### Task details
Please print every line from the one containing "I would appreciate it if you could identify the green and" through the last line of the records below, exactly as written and nothing more.

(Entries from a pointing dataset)
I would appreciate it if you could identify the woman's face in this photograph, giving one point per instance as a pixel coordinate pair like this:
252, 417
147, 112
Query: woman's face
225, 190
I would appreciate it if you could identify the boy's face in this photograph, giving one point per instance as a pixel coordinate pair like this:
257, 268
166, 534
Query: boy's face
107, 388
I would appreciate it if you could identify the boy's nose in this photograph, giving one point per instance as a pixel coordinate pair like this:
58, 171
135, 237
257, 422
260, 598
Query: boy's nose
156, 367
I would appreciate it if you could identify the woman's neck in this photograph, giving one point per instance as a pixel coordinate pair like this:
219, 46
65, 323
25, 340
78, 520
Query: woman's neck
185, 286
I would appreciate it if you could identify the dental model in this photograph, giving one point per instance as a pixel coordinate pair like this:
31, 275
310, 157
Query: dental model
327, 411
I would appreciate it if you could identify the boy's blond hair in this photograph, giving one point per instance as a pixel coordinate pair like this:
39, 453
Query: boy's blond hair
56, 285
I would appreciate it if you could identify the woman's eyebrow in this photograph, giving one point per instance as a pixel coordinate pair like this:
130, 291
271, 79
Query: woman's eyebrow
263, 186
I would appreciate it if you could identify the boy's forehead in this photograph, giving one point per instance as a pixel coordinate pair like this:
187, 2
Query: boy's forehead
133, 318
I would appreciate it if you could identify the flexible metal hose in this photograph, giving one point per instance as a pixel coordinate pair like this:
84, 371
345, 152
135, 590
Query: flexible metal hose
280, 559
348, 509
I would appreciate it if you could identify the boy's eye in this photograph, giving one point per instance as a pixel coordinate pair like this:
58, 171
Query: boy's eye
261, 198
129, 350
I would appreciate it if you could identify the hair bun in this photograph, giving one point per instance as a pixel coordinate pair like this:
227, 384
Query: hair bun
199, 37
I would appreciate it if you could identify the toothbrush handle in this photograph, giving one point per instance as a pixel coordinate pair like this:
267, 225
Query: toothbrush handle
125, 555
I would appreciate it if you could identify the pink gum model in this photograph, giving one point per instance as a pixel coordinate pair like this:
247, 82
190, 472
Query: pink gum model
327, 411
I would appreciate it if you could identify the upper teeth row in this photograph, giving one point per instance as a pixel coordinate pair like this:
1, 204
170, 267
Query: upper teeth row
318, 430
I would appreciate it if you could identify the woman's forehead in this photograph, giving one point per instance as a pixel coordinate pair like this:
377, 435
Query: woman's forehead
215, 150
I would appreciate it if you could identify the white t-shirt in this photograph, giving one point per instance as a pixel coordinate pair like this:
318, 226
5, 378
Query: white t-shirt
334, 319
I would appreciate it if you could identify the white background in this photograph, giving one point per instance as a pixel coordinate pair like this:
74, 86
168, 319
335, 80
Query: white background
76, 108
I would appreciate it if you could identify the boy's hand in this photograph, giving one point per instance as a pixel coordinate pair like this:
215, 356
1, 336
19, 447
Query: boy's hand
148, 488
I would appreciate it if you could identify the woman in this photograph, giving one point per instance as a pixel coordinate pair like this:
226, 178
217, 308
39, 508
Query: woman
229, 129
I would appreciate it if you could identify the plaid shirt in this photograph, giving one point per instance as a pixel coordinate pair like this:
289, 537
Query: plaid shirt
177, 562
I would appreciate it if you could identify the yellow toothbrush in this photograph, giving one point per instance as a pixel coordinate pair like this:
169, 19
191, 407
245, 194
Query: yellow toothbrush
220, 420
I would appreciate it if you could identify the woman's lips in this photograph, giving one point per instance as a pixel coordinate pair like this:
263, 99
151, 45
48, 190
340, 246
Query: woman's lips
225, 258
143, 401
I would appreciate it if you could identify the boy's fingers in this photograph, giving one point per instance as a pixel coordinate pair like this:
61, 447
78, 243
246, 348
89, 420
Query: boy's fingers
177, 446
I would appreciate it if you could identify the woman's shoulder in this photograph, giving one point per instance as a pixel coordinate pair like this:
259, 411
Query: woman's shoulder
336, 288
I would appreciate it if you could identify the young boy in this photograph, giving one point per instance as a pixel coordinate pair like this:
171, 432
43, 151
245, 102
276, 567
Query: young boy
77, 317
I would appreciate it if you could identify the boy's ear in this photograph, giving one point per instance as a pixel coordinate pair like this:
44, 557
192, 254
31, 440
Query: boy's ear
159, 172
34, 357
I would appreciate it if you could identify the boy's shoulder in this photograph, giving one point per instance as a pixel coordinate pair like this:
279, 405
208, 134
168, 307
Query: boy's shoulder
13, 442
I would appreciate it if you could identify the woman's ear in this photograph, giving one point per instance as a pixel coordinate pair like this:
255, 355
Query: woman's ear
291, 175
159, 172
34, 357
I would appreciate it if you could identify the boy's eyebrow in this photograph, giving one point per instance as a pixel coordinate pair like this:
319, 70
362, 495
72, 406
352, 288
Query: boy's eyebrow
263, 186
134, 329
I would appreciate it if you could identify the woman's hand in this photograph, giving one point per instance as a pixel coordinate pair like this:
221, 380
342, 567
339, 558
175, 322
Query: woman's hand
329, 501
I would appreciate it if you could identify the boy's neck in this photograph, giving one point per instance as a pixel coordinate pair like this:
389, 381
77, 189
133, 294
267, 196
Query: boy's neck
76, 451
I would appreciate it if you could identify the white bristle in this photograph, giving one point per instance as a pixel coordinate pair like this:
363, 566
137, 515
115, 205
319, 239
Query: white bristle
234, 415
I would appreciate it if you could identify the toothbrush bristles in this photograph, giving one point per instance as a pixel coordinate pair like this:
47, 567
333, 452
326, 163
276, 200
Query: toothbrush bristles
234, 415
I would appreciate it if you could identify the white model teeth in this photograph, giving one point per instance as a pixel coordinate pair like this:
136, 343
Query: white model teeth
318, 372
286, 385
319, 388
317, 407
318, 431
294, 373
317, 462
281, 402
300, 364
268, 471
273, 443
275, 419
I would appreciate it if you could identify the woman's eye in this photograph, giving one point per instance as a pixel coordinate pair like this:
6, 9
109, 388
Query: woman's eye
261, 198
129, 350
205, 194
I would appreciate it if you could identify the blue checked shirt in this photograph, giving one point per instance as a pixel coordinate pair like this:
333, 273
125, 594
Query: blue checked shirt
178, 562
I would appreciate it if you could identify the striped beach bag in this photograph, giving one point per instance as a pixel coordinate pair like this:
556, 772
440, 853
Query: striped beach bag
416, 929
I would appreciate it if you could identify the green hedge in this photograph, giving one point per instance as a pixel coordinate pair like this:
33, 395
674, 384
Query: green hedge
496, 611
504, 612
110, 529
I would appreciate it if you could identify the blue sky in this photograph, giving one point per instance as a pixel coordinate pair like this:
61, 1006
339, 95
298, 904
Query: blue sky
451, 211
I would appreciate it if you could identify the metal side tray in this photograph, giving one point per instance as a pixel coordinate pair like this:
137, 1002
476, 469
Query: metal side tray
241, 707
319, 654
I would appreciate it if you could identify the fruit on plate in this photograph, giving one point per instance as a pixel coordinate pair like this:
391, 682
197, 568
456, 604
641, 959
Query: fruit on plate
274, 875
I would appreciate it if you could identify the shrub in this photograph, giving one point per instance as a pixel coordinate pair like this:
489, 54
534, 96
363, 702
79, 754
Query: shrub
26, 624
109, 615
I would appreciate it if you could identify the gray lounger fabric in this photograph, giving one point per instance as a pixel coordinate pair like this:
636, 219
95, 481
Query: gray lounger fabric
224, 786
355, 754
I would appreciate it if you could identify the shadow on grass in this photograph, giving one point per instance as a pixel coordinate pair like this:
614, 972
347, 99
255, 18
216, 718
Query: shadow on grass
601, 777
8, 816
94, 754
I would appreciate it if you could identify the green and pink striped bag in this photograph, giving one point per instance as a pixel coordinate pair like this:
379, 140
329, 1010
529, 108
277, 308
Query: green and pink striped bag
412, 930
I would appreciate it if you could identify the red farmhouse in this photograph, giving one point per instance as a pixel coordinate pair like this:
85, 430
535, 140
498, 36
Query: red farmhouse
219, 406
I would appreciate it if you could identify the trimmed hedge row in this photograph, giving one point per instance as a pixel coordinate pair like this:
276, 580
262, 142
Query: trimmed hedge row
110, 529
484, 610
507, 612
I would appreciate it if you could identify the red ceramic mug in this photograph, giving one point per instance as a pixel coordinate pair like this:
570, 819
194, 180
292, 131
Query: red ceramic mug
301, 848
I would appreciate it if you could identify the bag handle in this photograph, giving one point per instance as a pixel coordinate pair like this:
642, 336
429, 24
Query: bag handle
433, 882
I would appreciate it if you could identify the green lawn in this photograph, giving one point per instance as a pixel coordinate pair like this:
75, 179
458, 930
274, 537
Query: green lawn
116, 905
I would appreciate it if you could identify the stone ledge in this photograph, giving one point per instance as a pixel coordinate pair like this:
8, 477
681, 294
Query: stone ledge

### Reply to the task
I would appreciate it if you could identify the green and pink striped bag in this photograph, giving one point per instance as a pixel coordinate pair like this:
379, 140
329, 1010
529, 108
277, 308
Query: green and pink striped bag
412, 930
I would appreciate it if you could identify the red farmhouse in this photograph, giving one point per instance as a pixel coordinate pair like this:
85, 430
535, 140
498, 36
Query: red farmhouse
219, 406
I would appreciate it if you could identify the trimmed hedge row in this photograph, giving one point per instance as a pixel coordinate pair like this:
276, 580
262, 142
Query: trimmed hedge row
110, 529
484, 610
507, 612
I would appreciate it if you could identify the red ceramic mug in this photograph, giving one point per instance as a pixel coordinate pair like this:
570, 819
194, 180
292, 131
Query: red ceramic mug
301, 848
I would appreciate it if you could identify the bag handle in this photograph, giving one point per instance as a pixel coordinate pair like this:
642, 336
429, 24
Query: bag handle
433, 882
I would appreciate it if you could identify the green lawn in this photograph, giving one point per instance as a pixel coordinate pair like this:
75, 179
458, 930
274, 537
Query: green lawn
116, 905
I would appreciate it if you could identify the stone ledge in this photograph, giving one point per instance as a pixel coordinate pair like this:
8, 477
681, 294
Query: stone ledge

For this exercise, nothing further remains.